▶ _WRITTEN EXERCISE_:
Reproduce the rows below, starting at the first row and ending at the row that contains "x=171 y=327", with both included and the requests kept in place. Multiply every coordinate in the answers by 2.3 and round each result to a whole number, rounding halves up.

══ THE RECORDS ══

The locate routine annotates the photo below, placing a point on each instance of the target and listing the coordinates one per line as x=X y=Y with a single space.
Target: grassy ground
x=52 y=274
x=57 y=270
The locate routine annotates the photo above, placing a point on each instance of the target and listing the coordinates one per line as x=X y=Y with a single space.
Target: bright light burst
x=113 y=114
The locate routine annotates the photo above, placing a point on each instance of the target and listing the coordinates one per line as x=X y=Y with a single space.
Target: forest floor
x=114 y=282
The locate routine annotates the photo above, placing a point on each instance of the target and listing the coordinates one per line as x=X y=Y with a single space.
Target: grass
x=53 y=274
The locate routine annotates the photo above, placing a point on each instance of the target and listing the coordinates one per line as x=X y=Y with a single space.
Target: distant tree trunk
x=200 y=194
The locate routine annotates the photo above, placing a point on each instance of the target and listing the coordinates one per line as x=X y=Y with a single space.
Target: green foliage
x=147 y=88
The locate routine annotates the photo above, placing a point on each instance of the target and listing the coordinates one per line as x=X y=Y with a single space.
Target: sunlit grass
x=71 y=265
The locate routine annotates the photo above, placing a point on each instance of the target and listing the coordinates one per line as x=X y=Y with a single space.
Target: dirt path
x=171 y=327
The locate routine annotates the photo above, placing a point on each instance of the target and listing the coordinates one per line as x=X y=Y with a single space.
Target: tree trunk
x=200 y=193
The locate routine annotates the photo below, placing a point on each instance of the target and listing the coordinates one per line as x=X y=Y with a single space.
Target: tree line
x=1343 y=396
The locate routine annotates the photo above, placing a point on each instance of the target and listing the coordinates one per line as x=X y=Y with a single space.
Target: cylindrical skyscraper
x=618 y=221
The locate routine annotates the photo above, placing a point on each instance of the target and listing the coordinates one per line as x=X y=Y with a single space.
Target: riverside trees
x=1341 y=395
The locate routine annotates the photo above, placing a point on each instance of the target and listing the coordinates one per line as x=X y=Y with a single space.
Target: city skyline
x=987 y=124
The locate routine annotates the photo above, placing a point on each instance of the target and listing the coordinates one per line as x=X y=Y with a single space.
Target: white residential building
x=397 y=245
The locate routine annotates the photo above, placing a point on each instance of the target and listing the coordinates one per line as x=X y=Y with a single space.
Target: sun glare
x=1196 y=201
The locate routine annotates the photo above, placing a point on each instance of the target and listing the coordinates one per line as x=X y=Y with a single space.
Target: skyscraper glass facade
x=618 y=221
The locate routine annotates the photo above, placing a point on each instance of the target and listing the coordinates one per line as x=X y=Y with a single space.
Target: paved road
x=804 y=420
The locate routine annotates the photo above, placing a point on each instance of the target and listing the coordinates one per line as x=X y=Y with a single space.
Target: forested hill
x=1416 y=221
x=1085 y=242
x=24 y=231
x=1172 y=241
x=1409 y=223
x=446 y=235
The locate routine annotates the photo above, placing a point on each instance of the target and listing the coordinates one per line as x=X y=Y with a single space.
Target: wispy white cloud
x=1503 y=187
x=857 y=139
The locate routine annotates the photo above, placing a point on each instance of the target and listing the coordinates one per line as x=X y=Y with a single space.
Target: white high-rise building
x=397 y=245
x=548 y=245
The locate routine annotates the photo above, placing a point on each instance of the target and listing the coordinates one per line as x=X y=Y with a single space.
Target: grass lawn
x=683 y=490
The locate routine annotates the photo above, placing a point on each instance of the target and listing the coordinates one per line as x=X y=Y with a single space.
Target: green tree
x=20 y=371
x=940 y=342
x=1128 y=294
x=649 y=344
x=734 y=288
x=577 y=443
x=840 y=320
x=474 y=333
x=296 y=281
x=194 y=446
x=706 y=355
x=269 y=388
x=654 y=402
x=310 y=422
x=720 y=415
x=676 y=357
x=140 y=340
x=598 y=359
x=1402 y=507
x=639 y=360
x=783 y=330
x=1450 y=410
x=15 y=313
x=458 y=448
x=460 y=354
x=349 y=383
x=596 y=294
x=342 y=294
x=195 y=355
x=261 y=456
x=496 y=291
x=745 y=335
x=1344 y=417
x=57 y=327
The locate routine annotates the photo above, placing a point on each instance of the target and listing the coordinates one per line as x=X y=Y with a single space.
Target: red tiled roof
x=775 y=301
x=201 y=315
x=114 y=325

═══

▶ _EXERCISE OUTPUT_:
The locate routine annotates the photo below, placing a point on each instance of the target and listing the coordinates one per line as x=X y=Y with a single space.
Target: grassy ground
x=120 y=630
x=131 y=621
The locate routine annotates the photo above, placing a point on each instance of the target and listing the coordinates one per line as x=X y=Y with a single space.
Target: bright light burst
x=260 y=262
The locate routine annotates the photo above, placing a point on each instance of the target and listing the coordinates one per line as x=X y=Y with a single space.
Target: forest floor
x=262 y=649
The locate routine annotates the photo above, placing a point on each instance of the target and listing the coordinates one per line as x=X y=Y with a single space.
Target: grass
x=122 y=630
The locate routine annotates the photo above, placing a point on each instance of the target and listing the coordinates one per line as x=X y=Y with a single space.
Target: distant tree trunk
x=460 y=446
The locate routine annotates the photo above, placing a point on each instance of the target and listing the coordinates one per line as x=X y=Y with a single space.
Target: green foliage
x=338 y=202
The locate routine annotates the photo above, placing a point on each instance of the target and listing the coordinates one per line as x=X y=Y with a single space.
Target: sunlit grass
x=163 y=610
The locate routine annotates the photo above, placing a point on each instance of the target and listing the coordinates one per line as x=X y=Y with a single space.
Target: dirt path
x=393 y=752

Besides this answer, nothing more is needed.